• [Task goal]: Reproduce everything from the line containing "Where can you see the football player" down to the last line of the data file, including the requests, and shift every coordinate in the answers by adding -21 to each number.

• [Part of a data file]:
_ _ _
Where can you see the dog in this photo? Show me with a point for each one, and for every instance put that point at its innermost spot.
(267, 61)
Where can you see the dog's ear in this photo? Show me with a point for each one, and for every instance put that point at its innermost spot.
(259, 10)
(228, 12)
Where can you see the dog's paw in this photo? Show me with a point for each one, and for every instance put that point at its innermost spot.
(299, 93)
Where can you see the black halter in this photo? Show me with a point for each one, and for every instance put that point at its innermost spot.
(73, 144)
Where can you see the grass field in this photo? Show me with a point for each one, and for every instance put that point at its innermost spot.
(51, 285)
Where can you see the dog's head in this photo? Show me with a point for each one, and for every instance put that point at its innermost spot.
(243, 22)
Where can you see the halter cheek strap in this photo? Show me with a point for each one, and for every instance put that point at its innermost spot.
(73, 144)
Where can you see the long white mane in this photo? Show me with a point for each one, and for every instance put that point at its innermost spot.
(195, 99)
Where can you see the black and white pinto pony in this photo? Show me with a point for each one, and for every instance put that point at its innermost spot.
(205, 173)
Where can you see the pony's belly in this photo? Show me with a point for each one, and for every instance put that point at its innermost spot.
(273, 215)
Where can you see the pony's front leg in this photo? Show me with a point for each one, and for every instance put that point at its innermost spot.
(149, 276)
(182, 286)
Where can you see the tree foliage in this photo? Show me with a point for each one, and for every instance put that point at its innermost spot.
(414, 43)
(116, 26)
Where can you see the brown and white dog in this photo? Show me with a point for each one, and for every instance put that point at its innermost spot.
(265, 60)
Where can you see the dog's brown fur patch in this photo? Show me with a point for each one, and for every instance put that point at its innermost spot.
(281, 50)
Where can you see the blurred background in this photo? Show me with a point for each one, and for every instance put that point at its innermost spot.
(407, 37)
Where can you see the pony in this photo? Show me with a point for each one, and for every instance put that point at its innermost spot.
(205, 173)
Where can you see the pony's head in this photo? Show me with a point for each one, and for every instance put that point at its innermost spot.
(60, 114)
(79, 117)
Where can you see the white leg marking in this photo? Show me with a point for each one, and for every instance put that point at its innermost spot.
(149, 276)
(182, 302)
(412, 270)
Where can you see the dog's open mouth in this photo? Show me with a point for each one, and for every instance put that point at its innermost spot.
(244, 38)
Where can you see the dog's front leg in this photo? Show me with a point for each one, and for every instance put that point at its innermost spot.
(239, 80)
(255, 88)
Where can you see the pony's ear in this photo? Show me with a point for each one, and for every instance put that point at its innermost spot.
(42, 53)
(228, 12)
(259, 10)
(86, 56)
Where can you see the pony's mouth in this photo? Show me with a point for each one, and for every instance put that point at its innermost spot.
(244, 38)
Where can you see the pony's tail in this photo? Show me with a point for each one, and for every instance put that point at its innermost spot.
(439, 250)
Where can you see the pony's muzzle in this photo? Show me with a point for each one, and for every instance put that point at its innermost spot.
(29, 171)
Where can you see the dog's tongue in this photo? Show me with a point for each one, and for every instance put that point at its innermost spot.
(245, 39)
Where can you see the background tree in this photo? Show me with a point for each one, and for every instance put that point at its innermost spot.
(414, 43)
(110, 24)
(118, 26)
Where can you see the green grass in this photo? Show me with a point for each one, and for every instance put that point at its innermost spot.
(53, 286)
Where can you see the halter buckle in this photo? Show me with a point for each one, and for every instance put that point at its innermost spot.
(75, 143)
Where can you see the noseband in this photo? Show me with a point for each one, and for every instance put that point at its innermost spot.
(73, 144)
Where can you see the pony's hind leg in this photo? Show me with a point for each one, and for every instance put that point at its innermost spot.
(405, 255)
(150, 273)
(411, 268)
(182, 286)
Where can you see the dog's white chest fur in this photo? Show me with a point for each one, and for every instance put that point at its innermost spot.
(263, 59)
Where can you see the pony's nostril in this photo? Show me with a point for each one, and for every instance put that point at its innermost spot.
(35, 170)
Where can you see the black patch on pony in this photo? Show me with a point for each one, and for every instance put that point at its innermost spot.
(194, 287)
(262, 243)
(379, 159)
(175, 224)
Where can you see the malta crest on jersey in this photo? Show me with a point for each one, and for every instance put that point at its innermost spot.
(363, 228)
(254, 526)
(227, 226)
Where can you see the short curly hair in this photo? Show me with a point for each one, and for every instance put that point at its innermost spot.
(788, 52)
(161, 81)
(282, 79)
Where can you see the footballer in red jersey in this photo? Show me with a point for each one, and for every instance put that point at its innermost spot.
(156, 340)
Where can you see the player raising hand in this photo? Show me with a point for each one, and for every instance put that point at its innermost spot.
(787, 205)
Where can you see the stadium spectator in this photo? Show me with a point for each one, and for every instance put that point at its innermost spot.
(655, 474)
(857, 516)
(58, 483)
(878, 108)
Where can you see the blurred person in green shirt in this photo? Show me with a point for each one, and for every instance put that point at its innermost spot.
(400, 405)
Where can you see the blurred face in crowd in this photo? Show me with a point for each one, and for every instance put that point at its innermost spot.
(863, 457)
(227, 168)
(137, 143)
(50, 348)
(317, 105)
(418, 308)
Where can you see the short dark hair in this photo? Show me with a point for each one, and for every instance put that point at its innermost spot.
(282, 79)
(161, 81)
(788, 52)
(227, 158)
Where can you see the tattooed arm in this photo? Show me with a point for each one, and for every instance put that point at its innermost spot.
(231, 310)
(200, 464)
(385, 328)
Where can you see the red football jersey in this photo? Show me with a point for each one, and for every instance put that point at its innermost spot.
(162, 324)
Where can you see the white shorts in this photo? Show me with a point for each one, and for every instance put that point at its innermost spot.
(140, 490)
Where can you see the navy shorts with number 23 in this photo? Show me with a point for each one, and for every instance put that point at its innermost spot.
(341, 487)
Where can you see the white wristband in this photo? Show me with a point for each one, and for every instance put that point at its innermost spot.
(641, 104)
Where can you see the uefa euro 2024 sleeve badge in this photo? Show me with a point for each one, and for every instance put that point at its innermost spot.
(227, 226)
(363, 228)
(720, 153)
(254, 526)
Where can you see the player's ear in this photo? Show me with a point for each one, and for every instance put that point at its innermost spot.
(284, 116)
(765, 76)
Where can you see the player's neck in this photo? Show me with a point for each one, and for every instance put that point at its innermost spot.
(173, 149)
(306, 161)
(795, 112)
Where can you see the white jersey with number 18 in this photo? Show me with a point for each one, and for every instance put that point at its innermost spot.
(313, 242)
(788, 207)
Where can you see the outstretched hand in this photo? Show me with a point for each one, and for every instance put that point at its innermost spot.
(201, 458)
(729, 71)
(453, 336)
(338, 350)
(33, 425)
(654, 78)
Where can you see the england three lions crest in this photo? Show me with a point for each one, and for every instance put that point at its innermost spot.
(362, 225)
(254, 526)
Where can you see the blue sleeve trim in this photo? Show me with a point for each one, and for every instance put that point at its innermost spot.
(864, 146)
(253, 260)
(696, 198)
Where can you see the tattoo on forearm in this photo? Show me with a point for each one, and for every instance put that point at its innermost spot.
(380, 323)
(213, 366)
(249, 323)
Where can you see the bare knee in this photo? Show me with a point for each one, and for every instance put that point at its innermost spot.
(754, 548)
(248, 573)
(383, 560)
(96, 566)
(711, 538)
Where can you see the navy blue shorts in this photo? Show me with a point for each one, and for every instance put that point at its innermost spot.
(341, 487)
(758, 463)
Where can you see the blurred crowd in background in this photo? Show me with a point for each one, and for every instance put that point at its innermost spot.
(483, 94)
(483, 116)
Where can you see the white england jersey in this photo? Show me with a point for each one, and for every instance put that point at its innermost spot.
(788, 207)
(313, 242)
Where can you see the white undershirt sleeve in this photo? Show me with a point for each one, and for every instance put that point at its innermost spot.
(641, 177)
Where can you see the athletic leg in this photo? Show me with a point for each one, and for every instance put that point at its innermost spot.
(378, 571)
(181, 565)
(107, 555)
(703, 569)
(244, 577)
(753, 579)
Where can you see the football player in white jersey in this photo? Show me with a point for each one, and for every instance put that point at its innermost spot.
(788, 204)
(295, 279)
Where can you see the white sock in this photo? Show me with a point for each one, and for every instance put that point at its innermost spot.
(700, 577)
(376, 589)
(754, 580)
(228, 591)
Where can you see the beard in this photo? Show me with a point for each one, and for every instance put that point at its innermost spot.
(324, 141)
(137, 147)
_ _ _
• [Result]:
Where can you see the football player in white jersey in this photo? Show me with a point for each one, and for every instance put that point at its innermost spot.
(767, 183)
(274, 258)
Where can you see the white sock in this photo? Show me with a point for each one, and for every instance put that point at its innermost spot.
(679, 556)
(355, 568)
(733, 559)
(207, 570)
Where can you see the beard in this photo? Show me with a point for each one, and for every instance put that point at its innermost spot.
(303, 120)
(116, 126)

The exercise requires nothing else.